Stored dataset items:
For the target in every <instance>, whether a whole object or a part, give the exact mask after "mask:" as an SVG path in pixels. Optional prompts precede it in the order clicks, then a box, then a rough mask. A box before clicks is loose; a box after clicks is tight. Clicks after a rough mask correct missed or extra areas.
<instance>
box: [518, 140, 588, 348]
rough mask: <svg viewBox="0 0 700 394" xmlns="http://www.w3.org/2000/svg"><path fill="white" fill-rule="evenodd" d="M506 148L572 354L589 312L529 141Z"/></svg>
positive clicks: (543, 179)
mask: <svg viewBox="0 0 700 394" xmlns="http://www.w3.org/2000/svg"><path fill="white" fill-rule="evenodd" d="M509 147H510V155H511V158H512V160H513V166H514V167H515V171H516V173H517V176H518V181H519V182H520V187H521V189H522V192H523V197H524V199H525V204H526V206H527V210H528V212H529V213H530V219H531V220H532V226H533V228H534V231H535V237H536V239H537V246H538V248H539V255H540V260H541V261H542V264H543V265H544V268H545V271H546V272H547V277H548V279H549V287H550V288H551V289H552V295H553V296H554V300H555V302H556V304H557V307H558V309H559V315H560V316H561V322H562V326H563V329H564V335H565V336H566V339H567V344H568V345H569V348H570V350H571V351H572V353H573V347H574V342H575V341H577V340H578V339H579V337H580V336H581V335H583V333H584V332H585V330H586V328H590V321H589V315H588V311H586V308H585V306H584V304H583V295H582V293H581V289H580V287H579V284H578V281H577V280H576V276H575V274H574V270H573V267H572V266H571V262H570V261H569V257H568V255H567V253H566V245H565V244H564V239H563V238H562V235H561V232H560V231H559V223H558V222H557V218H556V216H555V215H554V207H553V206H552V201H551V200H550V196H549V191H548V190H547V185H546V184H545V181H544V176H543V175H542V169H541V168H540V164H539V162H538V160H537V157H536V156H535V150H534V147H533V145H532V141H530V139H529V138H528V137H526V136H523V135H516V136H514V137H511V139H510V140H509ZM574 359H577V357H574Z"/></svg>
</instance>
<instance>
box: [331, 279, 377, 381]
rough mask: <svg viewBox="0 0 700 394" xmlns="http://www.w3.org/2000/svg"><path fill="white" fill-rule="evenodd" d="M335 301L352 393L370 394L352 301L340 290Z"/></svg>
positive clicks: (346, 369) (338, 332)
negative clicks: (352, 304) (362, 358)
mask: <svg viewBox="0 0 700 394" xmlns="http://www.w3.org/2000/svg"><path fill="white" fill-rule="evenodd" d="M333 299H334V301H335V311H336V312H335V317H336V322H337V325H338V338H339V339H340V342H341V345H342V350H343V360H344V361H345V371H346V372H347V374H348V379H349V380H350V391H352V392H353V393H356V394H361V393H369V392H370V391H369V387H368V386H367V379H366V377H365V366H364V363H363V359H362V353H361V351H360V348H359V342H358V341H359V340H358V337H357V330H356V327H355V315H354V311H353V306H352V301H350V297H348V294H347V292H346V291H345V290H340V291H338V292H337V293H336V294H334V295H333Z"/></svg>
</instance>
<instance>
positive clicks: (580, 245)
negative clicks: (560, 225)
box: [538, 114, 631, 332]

Exercise directions: Recast every line of the data above as a Markdown table with the columns "Row" and "Text", numbering the rows in order and leaving out blank lines.

Solution for this problem:
| Row | Text |
|---|---|
| 1 | For the target in every <instance>, whether a whole object or a part, give the exact mask after "mask:" as an SVG path in pixels. Optional prompts precede it in the order clicks, then a box, then a rough mask. A box before clicks is loose; a box after clicks is tight. Clicks after a rough mask correct missed or extra areas. |
| 2 | <instance> |
| 3 | box: [518, 140, 588, 348] |
| 4 | rough mask: <svg viewBox="0 0 700 394" xmlns="http://www.w3.org/2000/svg"><path fill="white" fill-rule="evenodd" d="M506 148L572 354L589 312L529 141Z"/></svg> |
| 5 | positive clicks: (543, 179) |
| 6 | mask: <svg viewBox="0 0 700 394" xmlns="http://www.w3.org/2000/svg"><path fill="white" fill-rule="evenodd" d="M509 147H510V155H511V158H512V160H513V166H514V167H515V171H516V173H517V176H518V181H519V182H520V187H521V189H522V192H523V197H524V199H525V204H526V206H527V210H528V212H529V213H530V219H531V220H532V226H533V228H534V231H535V237H536V239H537V246H538V248H539V255H540V260H541V261H542V264H543V265H544V268H545V271H546V272H547V277H548V279H549V287H550V288H551V289H552V295H553V296H554V300H555V302H556V304H557V307H558V309H559V315H560V316H561V322H562V326H563V329H564V335H565V336H566V339H567V344H568V345H569V348H570V350H571V351H572V353H573V347H574V342H575V341H577V340H578V339H579V337H580V336H581V335H583V333H584V332H585V330H586V328H590V321H589V315H588V311H586V308H585V306H584V304H583V295H582V293H581V289H580V287H579V284H578V281H577V280H576V276H575V274H574V270H573V267H572V266H571V262H570V261H569V257H568V255H567V253H566V245H565V244H564V239H563V238H562V235H561V232H560V231H559V223H558V222H557V218H556V216H555V215H554V207H553V206H552V201H551V200H550V196H549V191H548V190H547V185H546V184H545V181H544V176H543V175H542V169H541V168H540V164H539V162H538V160H537V157H536V156H535V150H534V147H533V145H532V141H530V139H529V138H528V137H526V136H523V135H516V136H514V137H511V139H510V140H509ZM574 359H577V357H574Z"/></svg> |
| 7 | </instance> |
| 8 | <instance> |
| 9 | box: [331, 279, 377, 381] |
| 10 | rough mask: <svg viewBox="0 0 700 394" xmlns="http://www.w3.org/2000/svg"><path fill="white" fill-rule="evenodd" d="M335 301L352 393L370 394L352 301L340 290Z"/></svg> |
| 11 | positive clicks: (346, 369) (338, 332) |
| 12 | negative clicks: (352, 304) (362, 358) |
| 13 | mask: <svg viewBox="0 0 700 394" xmlns="http://www.w3.org/2000/svg"><path fill="white" fill-rule="evenodd" d="M333 299H334V301H335V311H336V312H335V317H336V322H337V325H338V338H339V339H340V342H341V345H342V350H343V360H344V361H345V371H346V372H347V374H348V379H349V380H350V391H352V392H353V393H356V394H361V393H369V392H370V391H369V387H368V386H367V379H366V377H365V366H364V363H363V359H362V353H361V351H360V348H359V342H358V341H359V340H358V337H357V330H356V327H355V315H354V311H353V306H352V301H350V297H348V294H347V292H346V291H345V290H340V291H338V292H337V293H336V294H334V295H333Z"/></svg> |
| 14 | </instance> |
| 15 | <instance> |
| 16 | positive clicks: (580, 245) |
| 17 | negative clicks: (560, 225) |
| 18 | box: [538, 114, 631, 332] |